▶ **Passage extrait**:
K.M. : Je suis le premier surpris que Dale Cooper soit devenu le rôle le plus marquant de ma carrière [rires]. Quand j'ai débuté, soit vous étiez un acteur de théâtre, soit un acteur de télévision, soit un acteur de cinéma, mais personne ne faisait les trois. Twin Peaks a tout changé. Pour les acteurs de cinéma, travailler à la télévision est devenu cool. Faire une série d'auteur, étrange et intellectuelle, est devenu possible à la télévision. Je pense que l'attrait de Twin Peaks était que c'était nouveau, que personne n'avait jamais rien vu de tel auparavant. Vous aviez un grand cinéaste comme David Lynch faisant de la télévision, ce qui était inédit à l'époque. Personne ne savait à quoi s'attendre avec Twin Peaks. Je pensais que nous allions juste tourner le pilote et qu'au mieux, cela deviendrait un téléfilm diffusé à la sauvette tard le soir. Mais ABC a tellement aimé ce qu’on avait fait qu'ils ont commandé sept épisodes pour voir. Et David y est allé à fond, sans compromis, et finalement, on a fait deux saisons et un film. Nous étions tous surpris par le succès de la série et par le fait que les fans en parlent encore aujourd'hui. Quand j'ai été sur Desperate Housewives et Sex and the City, la première chose que les showrunners m'ont dite, c'est qu'ils ne pourraient pas faire ce qu'ils faisaient si Twin Peaks n'avait pas existé, que la série avait changé la télévision à tout jamais. Je ne sais pas si c'est vrai, mais c'est très flatteur ! Mais je pense que la série a contribué à débrider la créativité de bien des scénaristes et à ouvrir les chaînes de télévision à de nouvelles idées et à de nouvelles possibilités.

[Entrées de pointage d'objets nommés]

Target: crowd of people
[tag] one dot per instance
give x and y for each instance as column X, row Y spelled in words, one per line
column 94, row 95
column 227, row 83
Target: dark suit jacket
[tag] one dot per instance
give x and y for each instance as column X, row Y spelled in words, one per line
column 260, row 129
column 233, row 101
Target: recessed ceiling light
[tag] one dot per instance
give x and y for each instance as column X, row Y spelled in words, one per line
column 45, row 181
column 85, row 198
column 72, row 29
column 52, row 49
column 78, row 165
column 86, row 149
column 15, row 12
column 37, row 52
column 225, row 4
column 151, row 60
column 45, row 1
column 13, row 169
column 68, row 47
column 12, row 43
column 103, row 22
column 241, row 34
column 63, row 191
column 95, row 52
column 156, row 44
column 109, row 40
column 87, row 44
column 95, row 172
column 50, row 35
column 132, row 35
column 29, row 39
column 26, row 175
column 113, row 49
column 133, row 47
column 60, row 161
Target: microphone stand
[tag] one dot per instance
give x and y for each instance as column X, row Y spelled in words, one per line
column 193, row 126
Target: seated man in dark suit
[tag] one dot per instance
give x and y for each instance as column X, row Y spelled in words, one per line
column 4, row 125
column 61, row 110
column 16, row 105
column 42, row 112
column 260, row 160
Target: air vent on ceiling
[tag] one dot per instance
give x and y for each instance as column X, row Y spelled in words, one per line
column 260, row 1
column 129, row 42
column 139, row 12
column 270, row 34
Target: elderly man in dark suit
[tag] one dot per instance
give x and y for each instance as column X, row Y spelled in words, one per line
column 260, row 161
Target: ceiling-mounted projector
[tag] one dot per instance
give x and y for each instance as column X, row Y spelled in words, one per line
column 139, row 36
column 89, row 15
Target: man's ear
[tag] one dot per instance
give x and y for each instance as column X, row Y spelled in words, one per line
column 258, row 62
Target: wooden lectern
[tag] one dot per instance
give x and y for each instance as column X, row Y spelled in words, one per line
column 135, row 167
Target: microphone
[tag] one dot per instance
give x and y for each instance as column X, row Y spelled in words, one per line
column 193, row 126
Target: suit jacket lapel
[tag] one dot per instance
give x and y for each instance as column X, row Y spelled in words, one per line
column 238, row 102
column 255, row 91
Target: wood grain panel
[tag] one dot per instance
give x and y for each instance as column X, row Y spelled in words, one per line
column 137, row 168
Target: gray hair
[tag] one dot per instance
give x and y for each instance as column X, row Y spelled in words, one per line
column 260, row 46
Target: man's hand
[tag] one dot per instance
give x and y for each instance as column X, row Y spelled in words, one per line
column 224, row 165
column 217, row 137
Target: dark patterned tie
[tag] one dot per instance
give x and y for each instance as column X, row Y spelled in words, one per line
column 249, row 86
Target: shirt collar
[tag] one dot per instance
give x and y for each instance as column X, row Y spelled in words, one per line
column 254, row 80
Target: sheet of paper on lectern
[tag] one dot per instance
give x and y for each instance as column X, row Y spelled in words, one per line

▶ **Consignes**:
1. D'après l'extrait sur Twin Peaks, combien d'épisodes ABC a-t-elle commandés après le pilote ?
2. Quelles séries télévisées sont nommées dans l'extrait sur Twin Peaks ? Donnez-les toutes.
3. Reprenez l'extrait sur Twin Peaks à la suite de sa dernière phrase.

▶ **Réponses finales**:
1. Sept épisodes.

2. Twin Peaks, Desperate Housewives, Sex and the City

3.
J.P. : Est-ce que vous pensez retourner à l’univers de Twin Peaks à nouveau ?


K.M. : Il ne faut jamais dire jamais. J’ai adoré revisiter l’univers il y a quelques années [en 2017, ndr.], donc je serais toujours partant pour faire une autre saison, mais là, pour le moment, il n’y a aucun projet de suite à l’horizon.